If I really really wanted access to a default spam checker via a global constant I can always add the following:

    class UserContentSpamChecker
      def self.is_spam?(content)
        new.is_spam?(content)
      end
    end

At least then if my UserContentSpamChecker class ever has to change (perhaps it starts to use an external spam-checking service that's injected through the constructor), then I only need to change code in one place. And other clients that might want to inject a different spam-checking service (or a test double) are perfectly able to.

1 comments

zimbatm 4952 days ago

I think that we agree on the bottom-line: UserContentSpamChecker has no need for a state and is just some kind of namespace. That's the point that I wanted to get trough.

Then we can argue on the best way to handle that namespace. I'm not particularly fond of the class method approach neither but I don't think that your approach is appropriate either. A namespace should be instantiated only once in my opinion, that's why I'm going for the singleton object. Maybe the problem is with ruby and it should provide another mechanism for managing namespaces ?

    UserContentSpamChecker = namespace do
      TRIGGER_KEYWORDS = %w(viagra acne adult loans xrated).to_set

      def is_spam?(content)
        flagged_words(content).present?
      end

      protected

      def flagged_words(content)
        TRIGGER_KEYWORDS & content.split
      end
    end


    class MyOtherClass
      import :spam_checker, UserContentSpamChecker
    
      def foo
        spam_checker.is_spam?(content)
      end
    end

link

vidarh 4952 days ago

Keep in mind that in Ruby, classes and modules are just ordinary objects that happens to be instances of the classes Class and Modules respectively.

So for all practical purposes, if you define a module it is not much different than if you define a class, and then instantiate a single object (it is slightly different in that your object will be an instance of your class rather than of the class Class).

Modules are namespaces for Ruby (and pretty much only differs from classes in that you can't create instances of modules)

What you describe above is done with modules:

    module UserContentSpamChecker
        def is_spam?(content)
            ...
        end
    end

    class MyOther Class
         include UserContentSpamChecker

         def foo
             is_spam?(content)
         end
     end

If you want to be able to alias it, you'd do it with a method:

    module UserContentSpamChecker
        def self.is_spam?(content) # note the "self." to define a method callable on the UserContentSpamChecker object itself (of class Module)

■ ■ ■

## [Given problem 1]
In the Ruby namespace thread, what is the one thing that, according to the text, sets modules apart from classes?
## [Given problem 2]
Reproduce the stretch of the Ruby namespace thread from "I think that" through "to get trough.".
## [Given problem 3]
Decide whether each statement agrees with the Ruby namespace thread, answering yes or no and quoting the words that decide it: (a) zimbatm favors the class method approach. (b) zimbatm holds that a namespace should be instantiated only once. (c) The first poster says a change to the UserContentSpamChecker class would mean editing code in several places.

## [Given material]

■ ■ ■

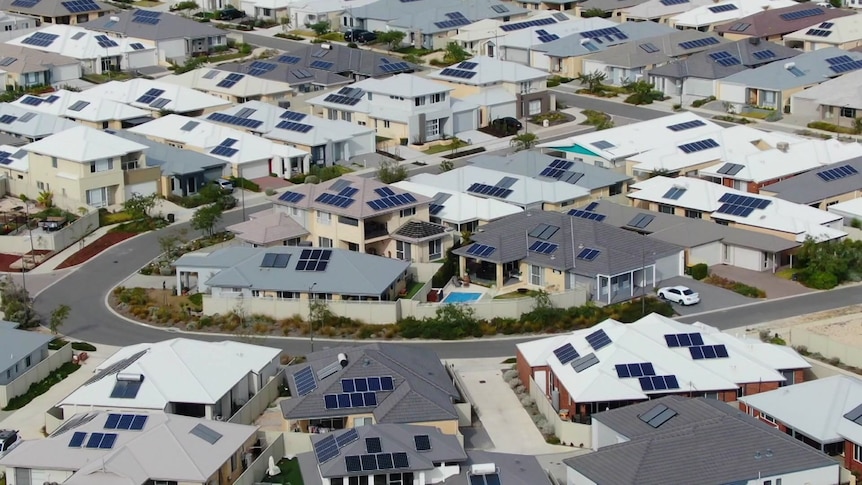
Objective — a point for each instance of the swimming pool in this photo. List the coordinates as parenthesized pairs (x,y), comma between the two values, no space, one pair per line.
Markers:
(462,297)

■ ■ ■

## [Problem solution 1]
You can't create instances of modules.

## [Problem solution 2]
I think that we agree on the bottom-line: UserContentSpamChecker has no need for a state and is just some kind of namespace. That's the point that I wanted to get trough.

## [Problem solution 3]
(a) No: "I'm not particularly fond of the class method approach neither"
(b) Yes: "A namespace should be instantiated only once in my opinion"
(c) No: "then I only need to change code in one place"